* [TASK OBJECTIVE]
Count the lines in the data below that contain the word "image" and reply with only that number.

[Bounding box annotation entries]
#####
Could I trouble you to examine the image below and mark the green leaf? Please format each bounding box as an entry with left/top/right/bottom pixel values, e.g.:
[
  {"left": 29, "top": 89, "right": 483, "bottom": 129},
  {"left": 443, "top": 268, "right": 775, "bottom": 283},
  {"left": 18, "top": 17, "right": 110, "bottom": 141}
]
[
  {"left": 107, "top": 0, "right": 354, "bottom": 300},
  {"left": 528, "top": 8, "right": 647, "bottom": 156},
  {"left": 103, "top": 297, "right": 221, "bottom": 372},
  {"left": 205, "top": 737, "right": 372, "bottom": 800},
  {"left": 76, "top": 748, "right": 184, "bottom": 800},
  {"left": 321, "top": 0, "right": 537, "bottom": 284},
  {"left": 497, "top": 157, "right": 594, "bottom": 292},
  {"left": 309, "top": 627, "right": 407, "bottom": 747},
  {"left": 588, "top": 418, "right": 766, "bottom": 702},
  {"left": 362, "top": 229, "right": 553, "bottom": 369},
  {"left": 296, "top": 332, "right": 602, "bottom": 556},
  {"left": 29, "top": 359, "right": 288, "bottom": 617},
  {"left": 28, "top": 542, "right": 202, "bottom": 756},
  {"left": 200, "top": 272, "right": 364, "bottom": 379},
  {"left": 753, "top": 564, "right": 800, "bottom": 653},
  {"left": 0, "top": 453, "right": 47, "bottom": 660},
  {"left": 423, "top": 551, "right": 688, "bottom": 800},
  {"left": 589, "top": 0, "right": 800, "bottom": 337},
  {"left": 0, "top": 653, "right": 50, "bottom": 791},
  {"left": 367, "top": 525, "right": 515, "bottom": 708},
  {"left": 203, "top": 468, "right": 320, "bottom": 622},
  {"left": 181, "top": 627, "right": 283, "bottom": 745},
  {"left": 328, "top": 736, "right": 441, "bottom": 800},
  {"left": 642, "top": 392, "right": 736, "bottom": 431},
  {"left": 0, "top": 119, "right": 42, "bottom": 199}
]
#####
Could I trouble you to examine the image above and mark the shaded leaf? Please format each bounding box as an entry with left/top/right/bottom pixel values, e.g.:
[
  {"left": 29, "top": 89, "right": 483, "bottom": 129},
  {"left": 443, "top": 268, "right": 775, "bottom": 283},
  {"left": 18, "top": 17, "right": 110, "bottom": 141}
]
#####
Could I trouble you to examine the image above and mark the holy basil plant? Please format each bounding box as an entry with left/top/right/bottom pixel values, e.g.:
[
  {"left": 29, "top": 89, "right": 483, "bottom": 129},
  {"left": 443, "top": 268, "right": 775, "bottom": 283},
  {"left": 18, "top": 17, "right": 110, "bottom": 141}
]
#####
* [COMPLETE ANSWER]
3